● COSA FARE:
Per favore, stabilisci se ciascuna affermazione concorda con il testo sull'ebraismo in Piemonte, rispondendo sì o no e riportando tra virgolette le parole del testo che lo decidono. (a) La presenza ebraica in Piemonte risale alla fine del XIV secolo. (b) L'attuale disposizione amministrativa dell'Italia coincide con quelle che si sono succedute storicamente. (c) Il ducato di Savoia si estendeva fino a Genova.

Cultura
L’ebraismo italiano in Piemonte: la storia e le origini

La presenza ebraica in Piemonte risale alla fine del XIV secolo e inizia con i flussi dalle terre francofone e dalle aree di lingua tedesca

Con la determinazione dei volenterosi, iniziamo un lavoro di riflessione sulla presenza storica dell’ebraismo italiano. A livello regionale come macro-regionale. Lo proseguiremo nel tempo, con i dati che andiamo raccogliendo e che risulteranno sufficientemente riscontrati. Va da subito tenuto in considerazione il fatto che l’attuale disposizione amministrativa del nostro Paese non coincide con quelle che storicamente, dal primo insediamento ebraico peninsulare (dal II secolo ante era volgare) ai tempi correnti, si sono succedute. Raccontare la presenza dell’ebraismo in Italia, in fondo, è la cartina di tornasole per comprendere le dinamiche attraverso le quali, nel corso del tempo, si è determinata l’idea stessa di un’unità nazionale. Ovvero, di una condivisione tra tradizioni, abitudini, storie diverse.  Non si tratta, quindi,  della ricostruzione ex novo di una complessa storia che altri, almeno in parte, già hanno raccontato. Semmai è il caso del ritorno su un luogo, quello della nostra faticosa identità nazionale,  dove le minoranze hanno contato almeno quanto le maggioranze.

Sul piano storico, il primo passaggio è l’identificazione della porzione di territorio che si intende prendere in considerazione. Nel corso del tempo, infatti, le giurisdizioni politiche, amministrative così come le sovranità statali sono significativamente mutate. La nozione di «Piemonte» che presiede al suo attuale disegno territoriale, al pari delle altre regioni, non è infatti analoga a quella che veniva adottata o intesa come di senso corrente nel tempo trascorso. Negli ultimi due secoli del Medioevo (per convenzione conclusosi definitivamente con la scoperta delle Americhe) le giurisdizioni sull’attuale territorio regionale erano molteplici. In particolare, rilevante era la presenza del ducato di Savoia (esteso fino a Nizza), del marchesato di Saluzzo e di quello del Monferrato, nonché del ducato di Milano e della Repubblica marinara di Genova. Si trattava, dal punto di vista politico, di una notevole frammentazione, che concorreva a creare abitudini, prassi ma anche osservanze e vincoli tra di loro distinti.

● ESTRATTI DEI DATI:

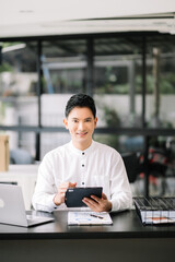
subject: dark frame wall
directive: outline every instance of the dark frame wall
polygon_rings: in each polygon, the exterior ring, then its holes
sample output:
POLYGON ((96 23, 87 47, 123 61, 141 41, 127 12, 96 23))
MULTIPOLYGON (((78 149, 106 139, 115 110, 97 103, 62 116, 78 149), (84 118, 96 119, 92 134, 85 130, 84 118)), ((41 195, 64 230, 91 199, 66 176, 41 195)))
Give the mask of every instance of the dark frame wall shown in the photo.
MULTIPOLYGON (((15 38, 0 38, 0 41, 37 41, 37 74, 38 74, 38 85, 37 85, 37 100, 38 100, 38 126, 28 127, 28 126, 0 126, 0 130, 15 131, 15 132, 34 132, 35 133, 35 150, 36 155, 35 159, 40 159, 40 133, 42 132, 65 132, 63 128, 59 127, 43 127, 42 111, 40 111, 40 94, 42 94, 42 47, 43 40, 62 40, 62 39, 85 39, 88 47, 88 86, 86 93, 93 96, 93 85, 94 85, 94 39, 102 37, 142 37, 142 127, 141 128, 96 128, 96 133, 107 133, 116 135, 142 135, 144 138, 144 170, 145 170, 145 182, 144 182, 144 195, 149 195, 149 170, 148 170, 148 153, 149 153, 149 140, 150 136, 154 135, 175 135, 175 129, 162 129, 162 128, 147 128, 145 123, 145 93, 147 93, 147 37, 149 36, 165 36, 168 34, 160 34, 158 32, 131 32, 131 33, 106 33, 106 34, 91 34, 91 35, 63 35, 63 36, 36 36, 36 37, 15 37, 15 38)), ((172 36, 173 39, 173 36, 172 36)), ((1 48, 0 48, 0 63, 1 61, 1 48)))

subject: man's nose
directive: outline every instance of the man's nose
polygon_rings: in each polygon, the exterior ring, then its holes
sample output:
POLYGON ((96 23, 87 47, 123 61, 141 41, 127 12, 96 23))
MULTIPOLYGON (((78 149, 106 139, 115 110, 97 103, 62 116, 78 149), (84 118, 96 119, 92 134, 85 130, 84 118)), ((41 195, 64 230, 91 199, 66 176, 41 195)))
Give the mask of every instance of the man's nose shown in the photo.
POLYGON ((84 130, 84 122, 79 122, 79 130, 84 130))

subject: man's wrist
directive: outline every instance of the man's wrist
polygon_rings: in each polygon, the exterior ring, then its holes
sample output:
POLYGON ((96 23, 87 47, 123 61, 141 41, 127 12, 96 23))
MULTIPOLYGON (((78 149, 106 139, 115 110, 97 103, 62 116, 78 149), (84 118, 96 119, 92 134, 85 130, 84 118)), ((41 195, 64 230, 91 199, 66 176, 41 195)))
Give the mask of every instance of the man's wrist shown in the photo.
POLYGON ((55 205, 60 205, 60 203, 57 201, 57 194, 55 194, 54 199, 52 199, 52 202, 55 203, 55 205))

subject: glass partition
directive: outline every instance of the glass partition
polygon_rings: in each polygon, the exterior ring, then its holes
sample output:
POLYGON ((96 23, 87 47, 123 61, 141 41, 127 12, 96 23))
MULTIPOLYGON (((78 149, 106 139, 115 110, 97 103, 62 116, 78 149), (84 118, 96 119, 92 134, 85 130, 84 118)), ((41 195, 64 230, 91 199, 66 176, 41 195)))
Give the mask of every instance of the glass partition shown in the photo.
POLYGON ((43 41, 42 124, 61 127, 66 103, 86 93, 86 40, 43 41))
POLYGON ((150 128, 175 128, 175 46, 171 36, 148 37, 147 106, 150 128))
POLYGON ((0 124, 37 124, 36 43, 4 43, 0 64, 0 124))
POLYGON ((94 98, 101 127, 141 127, 141 38, 94 41, 94 98))

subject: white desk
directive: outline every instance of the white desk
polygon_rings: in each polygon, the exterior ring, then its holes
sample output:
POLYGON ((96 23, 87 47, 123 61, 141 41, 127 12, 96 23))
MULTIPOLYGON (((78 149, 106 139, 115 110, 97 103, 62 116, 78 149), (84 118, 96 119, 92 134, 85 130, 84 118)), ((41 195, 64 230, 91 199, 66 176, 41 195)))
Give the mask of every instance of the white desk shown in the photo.
POLYGON ((37 169, 38 165, 10 165, 9 171, 0 171, 0 182, 16 182, 22 187, 26 210, 31 210, 37 169))

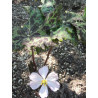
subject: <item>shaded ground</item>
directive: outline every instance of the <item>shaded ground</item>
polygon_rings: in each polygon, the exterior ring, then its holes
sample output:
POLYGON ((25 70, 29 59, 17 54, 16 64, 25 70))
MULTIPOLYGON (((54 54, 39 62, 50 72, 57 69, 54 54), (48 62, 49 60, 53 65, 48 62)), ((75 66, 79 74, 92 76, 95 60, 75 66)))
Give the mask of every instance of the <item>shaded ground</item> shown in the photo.
MULTIPOLYGON (((79 46, 74 47, 69 41, 62 42, 51 52, 47 65, 50 70, 59 73, 61 87, 56 93, 50 91, 48 98, 86 98, 85 53, 83 53, 84 49, 82 52, 78 50, 82 48, 79 46)), ((38 68, 43 65, 46 55, 41 53, 35 56, 38 68)), ((29 60, 31 56, 24 51, 13 53, 13 98, 36 98, 37 96, 37 92, 27 85, 30 74, 27 66, 29 60)))
MULTIPOLYGON (((28 19, 28 15, 21 7, 23 5, 30 5, 30 3, 18 5, 13 3, 13 26, 21 26, 28 19)), ((43 66, 46 55, 47 52, 35 55, 38 69, 43 66)), ((12 58, 12 97, 40 98, 38 97, 39 89, 33 91, 27 85, 30 74, 28 64, 31 56, 26 50, 22 50, 13 52, 12 58)), ((49 89, 48 98, 86 98, 86 55, 81 43, 73 46, 70 41, 63 41, 58 47, 53 48, 47 65, 50 71, 54 70, 59 74, 61 83, 60 90, 56 93, 49 89)))

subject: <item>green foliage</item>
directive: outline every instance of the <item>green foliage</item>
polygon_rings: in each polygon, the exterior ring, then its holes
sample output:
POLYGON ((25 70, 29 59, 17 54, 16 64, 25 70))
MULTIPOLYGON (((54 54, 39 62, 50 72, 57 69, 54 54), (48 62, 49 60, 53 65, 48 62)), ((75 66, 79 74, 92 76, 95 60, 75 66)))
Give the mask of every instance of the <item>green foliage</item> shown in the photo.
POLYGON ((71 40, 73 43, 77 42, 77 34, 73 28, 67 25, 62 25, 57 31, 53 32, 52 39, 58 39, 59 41, 71 40))
POLYGON ((78 40, 84 45, 86 43, 86 22, 83 15, 75 12, 65 12, 65 22, 70 23, 75 29, 78 36, 78 40))

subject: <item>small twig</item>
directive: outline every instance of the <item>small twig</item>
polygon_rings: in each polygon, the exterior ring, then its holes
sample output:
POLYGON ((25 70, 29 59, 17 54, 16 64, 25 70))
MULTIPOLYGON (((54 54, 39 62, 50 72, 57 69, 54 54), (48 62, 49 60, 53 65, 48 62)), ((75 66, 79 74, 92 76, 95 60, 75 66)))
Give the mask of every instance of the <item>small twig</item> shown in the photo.
POLYGON ((50 49, 49 49, 49 51, 48 51, 47 58, 46 58, 46 61, 45 61, 44 65, 46 65, 46 63, 47 63, 47 60, 48 60, 48 58, 49 58, 49 54, 50 54, 52 48, 53 48, 53 47, 51 46, 50 49))
POLYGON ((31 47, 32 50, 32 60, 33 60, 33 65, 35 66, 35 70, 37 70, 37 66, 35 64, 35 60, 34 60, 34 52, 33 52, 33 47, 31 47))

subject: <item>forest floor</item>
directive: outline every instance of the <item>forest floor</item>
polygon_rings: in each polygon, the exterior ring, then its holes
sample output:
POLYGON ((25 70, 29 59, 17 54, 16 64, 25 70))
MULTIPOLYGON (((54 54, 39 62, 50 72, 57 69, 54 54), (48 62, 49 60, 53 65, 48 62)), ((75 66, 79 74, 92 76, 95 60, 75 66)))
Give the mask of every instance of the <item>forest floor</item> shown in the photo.
MULTIPOLYGON (((14 0, 15 1, 15 0, 14 0)), ((16 1, 15 1, 16 2, 16 1)), ((21 26, 28 15, 21 6, 27 3, 13 3, 13 27, 21 26)), ((35 55, 38 69, 43 66, 47 52, 35 55)), ((13 98, 40 98, 38 90, 33 91, 29 82, 29 61, 31 60, 25 49, 12 53, 12 97, 13 98)), ((74 46, 70 41, 63 41, 54 47, 49 56, 47 66, 59 74, 60 90, 56 93, 49 89, 48 98, 86 98, 86 49, 78 43, 74 46)))

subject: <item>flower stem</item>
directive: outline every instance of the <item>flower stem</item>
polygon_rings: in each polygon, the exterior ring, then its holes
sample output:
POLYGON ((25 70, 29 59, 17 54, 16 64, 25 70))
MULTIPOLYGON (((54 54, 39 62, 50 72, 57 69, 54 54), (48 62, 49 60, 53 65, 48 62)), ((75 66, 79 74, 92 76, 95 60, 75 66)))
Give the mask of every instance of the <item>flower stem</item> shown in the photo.
POLYGON ((35 64, 35 60, 34 60, 34 52, 33 52, 33 47, 31 47, 31 50, 32 50, 32 60, 33 60, 33 65, 35 67, 35 70, 37 70, 37 66, 35 64))
POLYGON ((46 61, 45 61, 45 63, 44 63, 44 66, 45 66, 46 63, 47 63, 47 60, 48 60, 48 58, 49 58, 49 54, 50 54, 52 48, 53 48, 53 47, 51 46, 50 49, 49 49, 49 51, 48 51, 47 58, 46 58, 46 61))

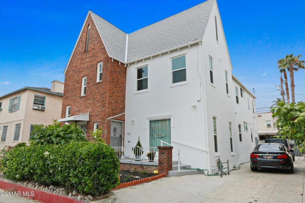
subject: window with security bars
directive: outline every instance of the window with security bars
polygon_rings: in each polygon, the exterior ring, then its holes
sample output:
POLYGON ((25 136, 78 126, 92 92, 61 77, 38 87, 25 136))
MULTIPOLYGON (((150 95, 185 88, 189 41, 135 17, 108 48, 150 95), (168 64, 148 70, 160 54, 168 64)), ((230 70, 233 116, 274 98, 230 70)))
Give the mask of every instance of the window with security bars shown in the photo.
POLYGON ((15 132, 14 133, 14 141, 19 140, 19 136, 20 135, 20 128, 21 127, 21 124, 16 124, 15 126, 15 132))
POLYGON ((3 126, 2 128, 2 134, 1 136, 1 141, 5 141, 6 138, 6 133, 7 132, 7 126, 3 126))

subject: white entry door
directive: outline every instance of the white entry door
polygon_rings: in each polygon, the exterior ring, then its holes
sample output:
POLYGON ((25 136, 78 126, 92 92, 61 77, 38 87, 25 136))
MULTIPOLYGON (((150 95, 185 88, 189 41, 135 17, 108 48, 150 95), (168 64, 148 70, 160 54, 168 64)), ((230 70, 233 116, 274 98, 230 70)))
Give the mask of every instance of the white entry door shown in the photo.
POLYGON ((112 147, 123 146, 123 122, 111 121, 110 145, 112 147))
POLYGON ((79 126, 83 130, 83 131, 85 134, 85 137, 86 137, 86 135, 87 134, 87 121, 82 121, 81 122, 77 122, 76 123, 76 125, 79 126))

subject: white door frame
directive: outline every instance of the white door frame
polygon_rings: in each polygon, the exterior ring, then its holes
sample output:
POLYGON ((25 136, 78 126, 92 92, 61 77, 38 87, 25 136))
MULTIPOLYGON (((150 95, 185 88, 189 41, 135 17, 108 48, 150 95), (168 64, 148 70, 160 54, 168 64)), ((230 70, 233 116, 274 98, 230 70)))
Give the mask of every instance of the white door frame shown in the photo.
MULTIPOLYGON (((116 120, 115 119, 111 119, 111 123, 113 121, 116 121, 117 122, 120 122, 122 123, 123 124, 122 126, 122 147, 124 147, 125 146, 125 143, 124 143, 124 121, 120 121, 119 120, 116 120)), ((110 139, 111 139, 111 125, 110 125, 110 139)), ((111 141, 110 141, 111 142, 111 141)))

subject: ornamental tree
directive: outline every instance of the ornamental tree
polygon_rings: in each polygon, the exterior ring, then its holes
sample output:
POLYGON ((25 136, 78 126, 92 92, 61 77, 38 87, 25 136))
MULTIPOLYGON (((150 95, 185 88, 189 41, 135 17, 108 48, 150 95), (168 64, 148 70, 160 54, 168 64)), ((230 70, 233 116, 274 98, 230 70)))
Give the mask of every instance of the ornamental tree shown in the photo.
POLYGON ((280 128, 278 135, 274 137, 295 140, 300 152, 305 150, 305 102, 286 104, 281 101, 271 112, 273 117, 278 118, 276 125, 280 128))

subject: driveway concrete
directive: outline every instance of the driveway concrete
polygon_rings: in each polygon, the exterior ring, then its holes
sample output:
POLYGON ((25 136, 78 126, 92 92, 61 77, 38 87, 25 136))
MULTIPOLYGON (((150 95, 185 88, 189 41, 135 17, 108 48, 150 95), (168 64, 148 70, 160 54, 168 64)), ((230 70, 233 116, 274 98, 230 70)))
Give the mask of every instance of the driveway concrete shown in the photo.
POLYGON ((296 160, 295 173, 278 170, 252 171, 241 165, 230 175, 194 175, 159 180, 113 191, 117 202, 302 202, 305 161, 296 160))

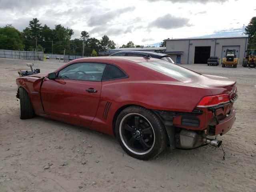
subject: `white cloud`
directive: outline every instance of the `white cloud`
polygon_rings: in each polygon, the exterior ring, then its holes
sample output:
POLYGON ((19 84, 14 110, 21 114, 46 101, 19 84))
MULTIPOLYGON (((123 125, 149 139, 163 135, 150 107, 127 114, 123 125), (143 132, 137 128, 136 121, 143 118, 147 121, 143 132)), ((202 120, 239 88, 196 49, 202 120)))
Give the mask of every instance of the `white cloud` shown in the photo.
POLYGON ((42 3, 38 0, 0 0, 0 26, 12 24, 22 31, 30 20, 37 18, 42 25, 52 28, 61 24, 73 29, 76 32, 73 38, 79 38, 85 30, 98 38, 106 34, 118 44, 130 41, 142 44, 142 40, 151 42, 150 39, 157 42, 168 38, 240 28, 255 16, 255 7, 248 6, 251 1, 130 0, 117 3, 116 0, 45 0, 42 3), (224 16, 222 13, 226 13, 228 7, 232 11, 224 16))

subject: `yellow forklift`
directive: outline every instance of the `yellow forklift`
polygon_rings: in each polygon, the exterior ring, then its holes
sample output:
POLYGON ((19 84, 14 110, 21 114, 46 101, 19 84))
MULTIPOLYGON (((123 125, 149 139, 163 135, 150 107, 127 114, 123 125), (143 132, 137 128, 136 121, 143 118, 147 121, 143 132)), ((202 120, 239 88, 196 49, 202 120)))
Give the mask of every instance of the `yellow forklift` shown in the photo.
POLYGON ((248 49, 246 55, 243 60, 243 66, 246 67, 247 65, 250 68, 256 67, 256 49, 248 49))
POLYGON ((239 59, 236 58, 235 49, 227 49, 226 51, 225 57, 222 59, 222 67, 225 67, 227 65, 233 66, 233 67, 237 67, 239 59))

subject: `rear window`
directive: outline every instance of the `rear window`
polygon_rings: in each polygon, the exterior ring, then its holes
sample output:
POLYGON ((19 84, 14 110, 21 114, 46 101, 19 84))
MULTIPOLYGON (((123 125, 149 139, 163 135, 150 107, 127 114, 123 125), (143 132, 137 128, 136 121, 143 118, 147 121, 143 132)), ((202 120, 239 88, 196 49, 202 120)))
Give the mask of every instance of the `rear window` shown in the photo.
POLYGON ((144 57, 146 54, 136 53, 127 53, 125 55, 128 57, 144 57))
POLYGON ((110 56, 124 56, 125 55, 125 53, 117 53, 116 54, 113 54, 112 55, 110 55, 110 56))
POLYGON ((102 80, 108 81, 124 78, 126 77, 126 75, 118 68, 113 65, 108 65, 102 80))
POLYGON ((189 78, 201 75, 200 74, 164 61, 141 62, 138 64, 184 82, 188 82, 189 78))
POLYGON ((164 56, 164 57, 162 57, 161 58, 161 59, 162 60, 164 60, 164 61, 167 61, 168 62, 170 62, 172 63, 174 63, 174 62, 172 60, 171 58, 170 57, 168 56, 164 56))

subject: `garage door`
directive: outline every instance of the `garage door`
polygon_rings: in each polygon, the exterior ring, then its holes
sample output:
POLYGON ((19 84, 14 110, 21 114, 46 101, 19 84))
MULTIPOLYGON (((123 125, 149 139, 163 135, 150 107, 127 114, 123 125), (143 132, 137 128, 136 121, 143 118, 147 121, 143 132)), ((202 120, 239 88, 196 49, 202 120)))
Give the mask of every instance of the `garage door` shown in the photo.
POLYGON ((222 52, 221 59, 224 58, 226 54, 226 51, 227 49, 235 49, 236 57, 239 57, 239 52, 240 52, 240 46, 222 46, 222 52), (224 52, 225 51, 225 52, 224 52))
POLYGON ((195 47, 195 57, 194 63, 206 64, 210 57, 211 46, 195 47))

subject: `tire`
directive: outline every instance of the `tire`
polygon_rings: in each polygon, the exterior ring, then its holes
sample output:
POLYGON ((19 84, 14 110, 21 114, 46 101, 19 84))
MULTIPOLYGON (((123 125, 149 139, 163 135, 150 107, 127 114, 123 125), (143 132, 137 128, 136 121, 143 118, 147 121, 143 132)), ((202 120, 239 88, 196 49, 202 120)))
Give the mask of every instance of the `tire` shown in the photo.
POLYGON ((254 67, 254 63, 250 63, 249 64, 249 66, 250 68, 253 68, 254 67))
POLYGON ((167 134, 162 122, 152 111, 143 107, 124 109, 117 118, 115 128, 120 145, 135 158, 148 160, 167 146, 167 134))
POLYGON ((21 119, 32 118, 35 116, 30 99, 26 91, 22 87, 19 89, 20 116, 21 119))
POLYGON ((247 67, 247 59, 245 59, 243 61, 243 67, 247 67))

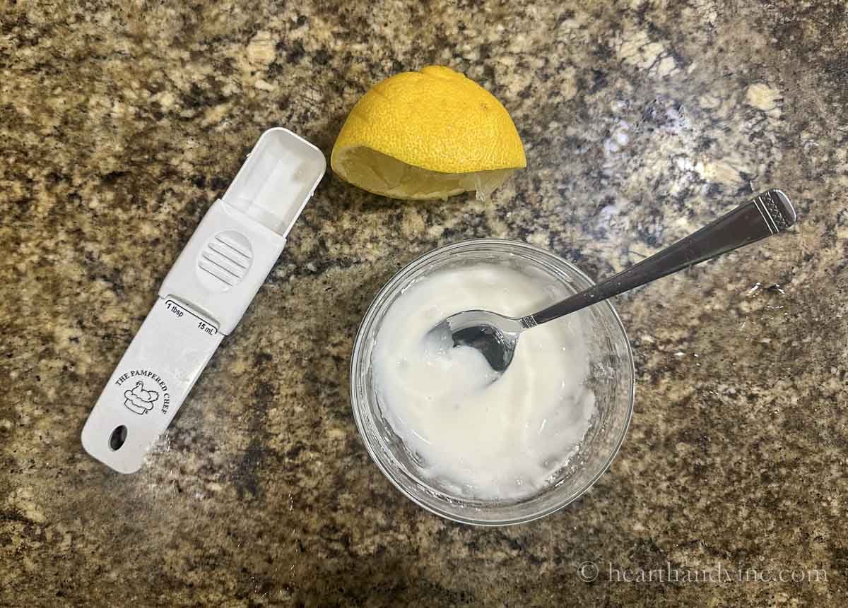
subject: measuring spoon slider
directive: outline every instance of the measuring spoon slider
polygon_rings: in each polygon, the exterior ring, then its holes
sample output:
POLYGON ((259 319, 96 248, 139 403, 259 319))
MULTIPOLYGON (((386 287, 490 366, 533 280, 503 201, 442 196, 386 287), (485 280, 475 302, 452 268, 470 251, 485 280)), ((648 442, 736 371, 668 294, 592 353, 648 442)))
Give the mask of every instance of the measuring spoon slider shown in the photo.
POLYGON ((168 428, 221 340, 241 320, 324 176, 315 146, 265 131, 209 207, 82 428, 82 446, 135 473, 168 428))

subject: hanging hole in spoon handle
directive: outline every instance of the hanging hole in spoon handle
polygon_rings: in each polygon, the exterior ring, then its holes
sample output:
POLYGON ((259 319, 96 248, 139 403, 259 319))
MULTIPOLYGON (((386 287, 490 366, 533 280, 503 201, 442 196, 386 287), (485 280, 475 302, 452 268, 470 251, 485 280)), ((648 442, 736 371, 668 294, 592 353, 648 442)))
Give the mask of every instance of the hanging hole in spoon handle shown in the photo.
POLYGON ((795 223, 789 197, 770 190, 737 207, 667 249, 655 253, 594 287, 522 319, 533 327, 629 291, 672 273, 732 251, 788 229, 795 223))

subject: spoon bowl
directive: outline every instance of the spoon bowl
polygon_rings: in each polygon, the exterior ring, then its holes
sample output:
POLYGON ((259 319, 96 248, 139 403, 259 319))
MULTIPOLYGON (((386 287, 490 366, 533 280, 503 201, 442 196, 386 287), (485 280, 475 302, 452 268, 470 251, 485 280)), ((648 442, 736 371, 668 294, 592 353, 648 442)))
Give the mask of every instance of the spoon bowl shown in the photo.
POLYGON ((779 190, 770 190, 638 264, 535 314, 515 318, 486 310, 462 311, 448 317, 430 333, 448 338, 444 332, 449 332, 448 340, 452 339, 455 346, 477 349, 492 369, 503 373, 525 329, 783 232, 795 222, 795 212, 789 197, 779 190))

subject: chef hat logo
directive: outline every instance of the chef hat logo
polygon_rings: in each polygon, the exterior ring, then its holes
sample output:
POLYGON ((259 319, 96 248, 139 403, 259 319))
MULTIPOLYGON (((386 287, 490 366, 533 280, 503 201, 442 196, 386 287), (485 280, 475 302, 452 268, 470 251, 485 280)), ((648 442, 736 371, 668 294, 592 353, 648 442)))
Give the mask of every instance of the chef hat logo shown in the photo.
POLYGON ((145 390, 141 380, 136 383, 129 390, 124 391, 124 405, 137 414, 144 414, 153 408, 153 403, 159 399, 155 390, 145 390))

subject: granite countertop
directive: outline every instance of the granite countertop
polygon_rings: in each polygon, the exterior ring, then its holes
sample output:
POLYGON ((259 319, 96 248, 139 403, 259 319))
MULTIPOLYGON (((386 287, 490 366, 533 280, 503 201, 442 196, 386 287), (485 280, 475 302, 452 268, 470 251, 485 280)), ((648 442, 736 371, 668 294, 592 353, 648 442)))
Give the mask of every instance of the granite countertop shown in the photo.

● RISPOSTA:
(a) Sì: «La presenza ebraica in Piemonte risale alla fine del XIV secolo»
(b) No: «l’attuale disposizione amministrativa del nostro Paese non coincide»
(c) No: «del ducato di Savoia (esteso fino a Nizza)»